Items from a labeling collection
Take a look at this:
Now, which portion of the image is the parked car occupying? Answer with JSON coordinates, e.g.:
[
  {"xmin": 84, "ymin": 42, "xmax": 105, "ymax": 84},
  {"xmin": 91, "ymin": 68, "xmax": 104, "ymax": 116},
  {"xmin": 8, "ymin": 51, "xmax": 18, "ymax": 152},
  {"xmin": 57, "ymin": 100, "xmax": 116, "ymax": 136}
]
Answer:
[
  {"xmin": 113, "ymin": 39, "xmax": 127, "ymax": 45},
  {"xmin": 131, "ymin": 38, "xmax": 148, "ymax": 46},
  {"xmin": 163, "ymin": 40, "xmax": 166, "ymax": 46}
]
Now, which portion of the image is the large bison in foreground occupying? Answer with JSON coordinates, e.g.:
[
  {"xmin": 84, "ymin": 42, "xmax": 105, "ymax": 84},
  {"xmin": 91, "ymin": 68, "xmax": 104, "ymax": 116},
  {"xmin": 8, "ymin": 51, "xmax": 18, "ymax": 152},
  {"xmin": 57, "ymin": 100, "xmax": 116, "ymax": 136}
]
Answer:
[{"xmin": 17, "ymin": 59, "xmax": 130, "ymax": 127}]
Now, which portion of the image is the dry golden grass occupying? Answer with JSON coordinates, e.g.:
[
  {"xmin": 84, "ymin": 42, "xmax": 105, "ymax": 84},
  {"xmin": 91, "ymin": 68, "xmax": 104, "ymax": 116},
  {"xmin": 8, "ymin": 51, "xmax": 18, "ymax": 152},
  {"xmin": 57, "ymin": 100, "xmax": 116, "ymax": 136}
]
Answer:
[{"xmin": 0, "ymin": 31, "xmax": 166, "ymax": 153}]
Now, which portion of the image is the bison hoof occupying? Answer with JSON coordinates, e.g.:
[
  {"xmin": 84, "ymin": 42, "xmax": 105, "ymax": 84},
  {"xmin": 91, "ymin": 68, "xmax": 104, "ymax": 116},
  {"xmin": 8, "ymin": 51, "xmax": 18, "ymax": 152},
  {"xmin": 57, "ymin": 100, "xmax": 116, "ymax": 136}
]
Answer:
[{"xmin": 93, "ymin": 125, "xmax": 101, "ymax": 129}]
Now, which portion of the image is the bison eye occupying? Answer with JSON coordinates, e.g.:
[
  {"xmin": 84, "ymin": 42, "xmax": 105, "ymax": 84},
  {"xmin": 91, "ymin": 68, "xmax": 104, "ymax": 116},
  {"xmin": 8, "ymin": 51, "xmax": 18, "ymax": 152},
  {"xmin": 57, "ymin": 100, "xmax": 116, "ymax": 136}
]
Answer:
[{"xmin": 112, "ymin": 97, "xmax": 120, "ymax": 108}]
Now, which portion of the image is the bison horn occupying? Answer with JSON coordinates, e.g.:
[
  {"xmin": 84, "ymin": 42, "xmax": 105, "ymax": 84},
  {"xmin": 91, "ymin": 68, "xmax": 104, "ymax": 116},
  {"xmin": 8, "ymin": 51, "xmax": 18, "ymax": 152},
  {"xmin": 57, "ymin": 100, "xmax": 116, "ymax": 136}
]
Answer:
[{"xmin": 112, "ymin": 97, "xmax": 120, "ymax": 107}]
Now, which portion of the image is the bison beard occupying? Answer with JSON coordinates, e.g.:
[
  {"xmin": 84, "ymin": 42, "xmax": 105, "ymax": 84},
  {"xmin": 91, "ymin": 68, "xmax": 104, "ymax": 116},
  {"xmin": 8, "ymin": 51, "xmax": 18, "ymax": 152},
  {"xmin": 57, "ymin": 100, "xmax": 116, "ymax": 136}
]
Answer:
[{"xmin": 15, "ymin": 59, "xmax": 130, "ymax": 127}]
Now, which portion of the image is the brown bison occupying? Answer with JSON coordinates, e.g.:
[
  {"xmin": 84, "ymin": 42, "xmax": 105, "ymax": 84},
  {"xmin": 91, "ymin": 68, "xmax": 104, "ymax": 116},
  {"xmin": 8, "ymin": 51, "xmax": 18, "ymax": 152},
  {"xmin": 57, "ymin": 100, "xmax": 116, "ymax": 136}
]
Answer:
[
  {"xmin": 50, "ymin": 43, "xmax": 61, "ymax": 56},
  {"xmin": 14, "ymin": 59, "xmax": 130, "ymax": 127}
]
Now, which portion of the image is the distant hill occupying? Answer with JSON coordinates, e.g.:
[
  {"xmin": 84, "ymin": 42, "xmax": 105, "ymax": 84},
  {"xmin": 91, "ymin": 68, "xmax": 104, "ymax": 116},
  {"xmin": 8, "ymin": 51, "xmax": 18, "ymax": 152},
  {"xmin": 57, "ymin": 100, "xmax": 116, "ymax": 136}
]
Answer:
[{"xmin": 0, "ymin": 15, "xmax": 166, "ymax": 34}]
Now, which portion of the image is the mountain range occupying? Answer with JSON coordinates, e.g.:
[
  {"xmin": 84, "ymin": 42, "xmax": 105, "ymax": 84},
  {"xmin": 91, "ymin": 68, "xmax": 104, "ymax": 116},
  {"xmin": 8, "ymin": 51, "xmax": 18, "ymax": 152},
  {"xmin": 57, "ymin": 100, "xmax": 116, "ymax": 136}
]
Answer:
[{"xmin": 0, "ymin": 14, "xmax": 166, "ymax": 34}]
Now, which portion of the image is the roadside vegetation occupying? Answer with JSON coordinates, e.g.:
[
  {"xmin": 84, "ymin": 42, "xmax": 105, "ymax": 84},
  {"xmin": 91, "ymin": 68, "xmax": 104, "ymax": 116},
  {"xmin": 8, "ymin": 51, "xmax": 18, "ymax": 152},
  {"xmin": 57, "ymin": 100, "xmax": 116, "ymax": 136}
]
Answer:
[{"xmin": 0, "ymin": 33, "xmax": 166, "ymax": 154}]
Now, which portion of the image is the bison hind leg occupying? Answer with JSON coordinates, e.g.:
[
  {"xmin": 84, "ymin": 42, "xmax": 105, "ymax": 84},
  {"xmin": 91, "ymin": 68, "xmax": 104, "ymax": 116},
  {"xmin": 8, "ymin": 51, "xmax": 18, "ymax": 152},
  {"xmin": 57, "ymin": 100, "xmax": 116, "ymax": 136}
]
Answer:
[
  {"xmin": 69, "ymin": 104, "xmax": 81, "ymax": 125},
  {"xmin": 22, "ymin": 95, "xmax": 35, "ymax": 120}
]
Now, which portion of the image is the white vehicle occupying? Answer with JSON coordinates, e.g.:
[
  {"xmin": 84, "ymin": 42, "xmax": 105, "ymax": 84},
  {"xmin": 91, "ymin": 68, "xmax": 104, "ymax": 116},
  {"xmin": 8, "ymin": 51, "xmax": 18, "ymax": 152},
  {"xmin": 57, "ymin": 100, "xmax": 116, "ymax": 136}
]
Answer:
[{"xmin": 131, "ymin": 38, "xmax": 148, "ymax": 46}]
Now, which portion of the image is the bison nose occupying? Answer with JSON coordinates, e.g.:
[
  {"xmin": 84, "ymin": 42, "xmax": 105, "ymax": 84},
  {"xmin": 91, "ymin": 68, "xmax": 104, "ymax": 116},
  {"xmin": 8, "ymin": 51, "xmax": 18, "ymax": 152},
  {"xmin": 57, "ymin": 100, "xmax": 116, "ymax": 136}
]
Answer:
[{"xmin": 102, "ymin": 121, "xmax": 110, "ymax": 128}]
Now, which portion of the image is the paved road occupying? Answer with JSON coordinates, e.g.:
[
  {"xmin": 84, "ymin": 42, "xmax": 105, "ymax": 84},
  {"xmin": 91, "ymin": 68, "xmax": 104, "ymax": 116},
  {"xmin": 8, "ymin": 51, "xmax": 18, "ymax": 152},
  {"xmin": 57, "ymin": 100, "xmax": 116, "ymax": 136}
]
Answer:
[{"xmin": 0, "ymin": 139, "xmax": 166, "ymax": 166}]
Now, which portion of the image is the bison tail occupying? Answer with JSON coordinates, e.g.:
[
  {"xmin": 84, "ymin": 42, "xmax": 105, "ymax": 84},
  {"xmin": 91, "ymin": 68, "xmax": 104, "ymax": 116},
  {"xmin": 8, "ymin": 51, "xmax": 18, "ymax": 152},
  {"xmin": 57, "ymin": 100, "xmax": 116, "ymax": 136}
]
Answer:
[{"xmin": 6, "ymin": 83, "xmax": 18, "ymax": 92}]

**Instructions for the task:** Retype the lines of the listing above verbatim, starting at the line containing "Now, which portion of the image is the paved" and ending at the end of the listing.

**Completed exercise:**
Now, which portion of the image is the paved road occupying? Answer with JSON coordinates, e.g.:
[
  {"xmin": 84, "ymin": 42, "xmax": 105, "ymax": 84},
  {"xmin": 91, "ymin": 68, "xmax": 104, "ymax": 116},
  {"xmin": 8, "ymin": 51, "xmax": 18, "ymax": 152},
  {"xmin": 57, "ymin": 100, "xmax": 116, "ymax": 136}
]
Answer:
[{"xmin": 0, "ymin": 139, "xmax": 166, "ymax": 166}]
Now, which portion of the image is the bison tail occupying? Answer with JSON coordinates, e.g.:
[
  {"xmin": 84, "ymin": 42, "xmax": 105, "ymax": 84},
  {"xmin": 91, "ymin": 68, "xmax": 104, "ymax": 116},
  {"xmin": 8, "ymin": 51, "xmax": 18, "ymax": 152},
  {"xmin": 57, "ymin": 100, "xmax": 116, "ymax": 136}
]
Answer:
[{"xmin": 6, "ymin": 83, "xmax": 18, "ymax": 92}]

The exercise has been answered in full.